— EXERCISE PROMPT —
Copy each of the rows below word for word, and omit the pictures from your copy.

— EXTRACTED RECORDS —
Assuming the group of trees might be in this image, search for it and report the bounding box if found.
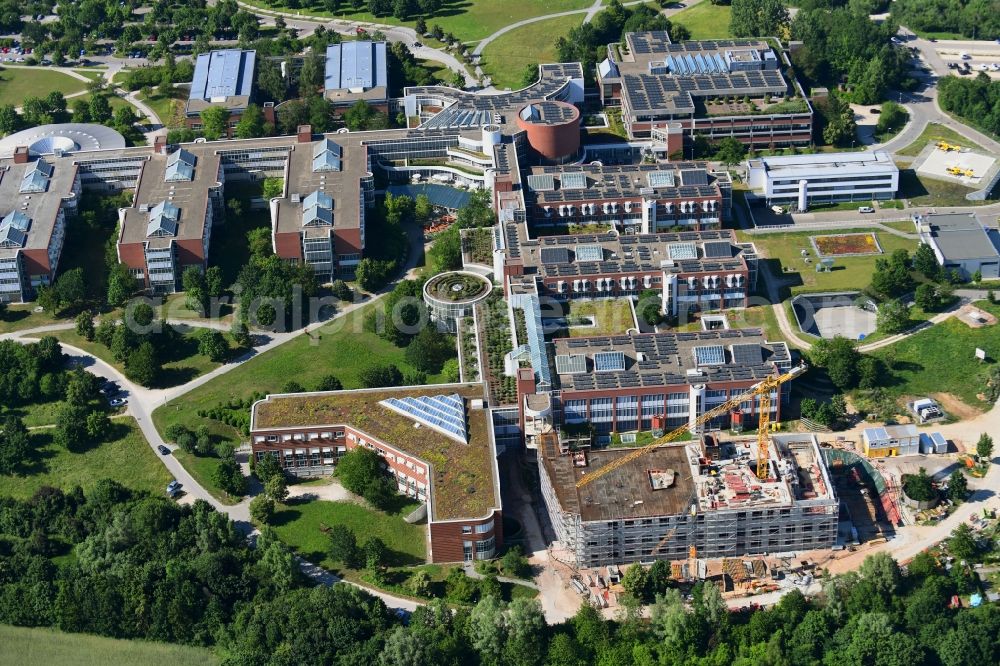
[938,72,1000,139]
[792,0,914,104]
[0,480,1000,666]
[556,0,691,83]
[891,0,1000,39]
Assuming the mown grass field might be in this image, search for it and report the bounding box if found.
[0,67,87,106]
[481,14,584,90]
[246,0,593,41]
[153,305,454,443]
[271,496,427,570]
[0,625,219,666]
[737,229,917,295]
[873,301,1000,409]
[0,417,172,498]
[670,0,732,39]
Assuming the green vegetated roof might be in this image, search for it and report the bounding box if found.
[253,384,500,520]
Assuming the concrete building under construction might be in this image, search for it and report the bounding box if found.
[538,433,838,567]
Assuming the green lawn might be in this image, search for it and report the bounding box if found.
[139,88,186,127]
[0,625,219,666]
[896,123,985,157]
[873,301,1000,409]
[897,165,996,206]
[0,417,171,498]
[53,329,228,388]
[240,0,593,42]
[670,0,732,39]
[271,497,427,570]
[481,12,583,90]
[737,229,917,295]
[0,303,71,333]
[0,67,87,106]
[153,306,458,442]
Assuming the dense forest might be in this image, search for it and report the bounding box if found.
[938,72,1000,135]
[0,481,1000,666]
[892,0,1000,39]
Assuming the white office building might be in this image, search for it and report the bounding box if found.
[747,150,899,210]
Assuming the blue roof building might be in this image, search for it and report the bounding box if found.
[187,49,257,116]
[323,42,389,105]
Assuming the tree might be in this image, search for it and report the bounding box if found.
[200,106,229,141]
[404,326,455,374]
[413,194,434,225]
[715,136,747,167]
[948,469,969,502]
[264,474,288,502]
[327,525,360,569]
[729,0,788,37]
[316,375,344,391]
[358,363,403,388]
[976,432,993,462]
[198,329,229,363]
[212,455,247,497]
[76,312,94,342]
[948,523,979,561]
[875,299,910,334]
[622,563,648,601]
[250,495,274,525]
[125,342,162,386]
[234,104,265,139]
[0,414,30,474]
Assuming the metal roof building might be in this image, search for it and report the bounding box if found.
[917,213,1000,280]
[187,49,257,115]
[324,41,389,104]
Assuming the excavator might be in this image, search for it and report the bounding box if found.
[576,363,808,490]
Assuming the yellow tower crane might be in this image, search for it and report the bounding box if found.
[576,364,806,488]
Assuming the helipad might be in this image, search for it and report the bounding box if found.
[0,123,125,157]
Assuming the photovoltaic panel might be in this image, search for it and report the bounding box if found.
[541,247,570,264]
[556,354,587,375]
[730,344,764,365]
[575,245,604,261]
[379,393,469,444]
[559,171,587,190]
[594,352,625,372]
[528,173,556,192]
[667,243,698,261]
[694,345,726,365]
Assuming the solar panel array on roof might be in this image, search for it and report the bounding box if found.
[730,343,764,365]
[541,247,570,264]
[190,49,257,102]
[324,41,387,90]
[556,354,587,375]
[594,352,625,372]
[694,345,726,366]
[667,243,698,261]
[574,245,604,261]
[379,393,469,444]
[528,173,556,192]
[703,241,733,259]
[646,171,674,187]
[559,171,587,190]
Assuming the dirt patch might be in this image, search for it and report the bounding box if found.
[810,234,882,257]
[931,393,983,421]
[957,305,997,328]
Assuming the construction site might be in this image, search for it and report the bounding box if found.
[538,434,839,567]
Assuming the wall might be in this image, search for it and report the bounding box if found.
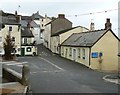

— THE SOLUTION —
Assuming the group of trees might be in this image, search for it and report the bounding box if found.
[938,72,1000,139]
[792,0,914,104]
[0,480,1000,666]
[556,0,691,83]
[891,0,1000,39]
Assuming the mown grass field might be in this image, search for it and report the bounding box if found.
[0,67,87,106]
[481,14,584,90]
[246,0,593,41]
[153,305,454,443]
[271,496,427,570]
[0,625,219,666]
[737,229,917,295]
[873,301,1000,409]
[0,417,172,498]
[670,0,732,39]
Assuming the green vegetated roof might be in this image, search for it and report the bounding box if found.
[253,384,500,520]
Assuming the concrete building under construction might be in this image, search for it and report the bounding box if found.
[538,433,838,567]
Assuming the green lawn might be in this image, search for it and report the bounding box if found.
[139,88,186,127]
[0,625,219,666]
[896,123,985,157]
[873,301,1000,409]
[897,165,996,206]
[0,417,171,498]
[53,329,228,388]
[240,0,593,42]
[670,0,732,39]
[271,497,427,570]
[481,12,583,90]
[737,229,917,295]
[0,303,71,333]
[0,67,87,106]
[153,306,458,442]
Assuming the dense forest might be in this image, search for it and report the bounding box if found.
[938,72,1000,135]
[0,481,1000,666]
[892,0,1000,39]
Assuming the white office building might be in this image, search for it and report the bounding box if found.
[747,150,899,210]
Assuming the blue roof building might be in this image, search for it and report the bounding box if found.
[187,49,257,116]
[323,42,389,105]
Assuming the tree might be in this image, search for it and report the bounding box if found.
[200,106,229,141]
[404,326,455,374]
[413,194,434,225]
[715,136,747,167]
[948,469,969,502]
[264,474,288,502]
[327,525,360,569]
[729,0,788,37]
[316,375,344,391]
[358,363,403,388]
[976,432,993,462]
[198,329,229,363]
[212,455,247,497]
[76,312,94,342]
[948,523,979,561]
[875,299,910,334]
[622,563,648,601]
[250,495,274,525]
[125,342,162,386]
[234,104,265,139]
[0,414,30,474]
Assuming the metal roof building might be in this image, search for it and report the bounding box if found.
[917,213,1000,280]
[187,49,257,115]
[324,41,389,104]
Assuming the excavator might be in this image, search for it and report the bounding box if found.
[576,363,808,490]
Assuming the yellow tower crane might be in this image, search for it and report the bounding box if found.
[576,364,806,488]
Assuming the helipad might be in this image, search for it and report the bounding box if found.
[0,123,125,157]
Assuming the photovoltaic panel might be in this image, search for it and report the bounding box if found.
[541,247,570,264]
[556,354,587,375]
[730,344,764,365]
[575,245,604,261]
[379,393,469,444]
[559,171,587,190]
[594,352,625,372]
[528,173,556,192]
[667,243,698,261]
[694,345,726,365]
Assuming the solar panel array on roof might be in this image, search for it and report the bounding box if found.
[730,343,764,365]
[541,247,570,264]
[190,49,257,102]
[324,41,387,90]
[556,354,587,375]
[594,352,625,372]
[694,345,726,366]
[667,243,698,261]
[574,245,604,261]
[379,393,469,444]
[528,173,556,192]
[703,241,733,259]
[646,171,674,187]
[559,171,587,190]
Assuming the dirt patch might be in this image, search for it and report the bounding box if found.
[810,234,882,257]
[931,393,983,421]
[957,305,997,328]
Assuming the construction site might be in this image, search for it and report the bounding box if found.
[538,434,839,567]
Assuming the wall might be in this image, search for it and report the bounding box if found.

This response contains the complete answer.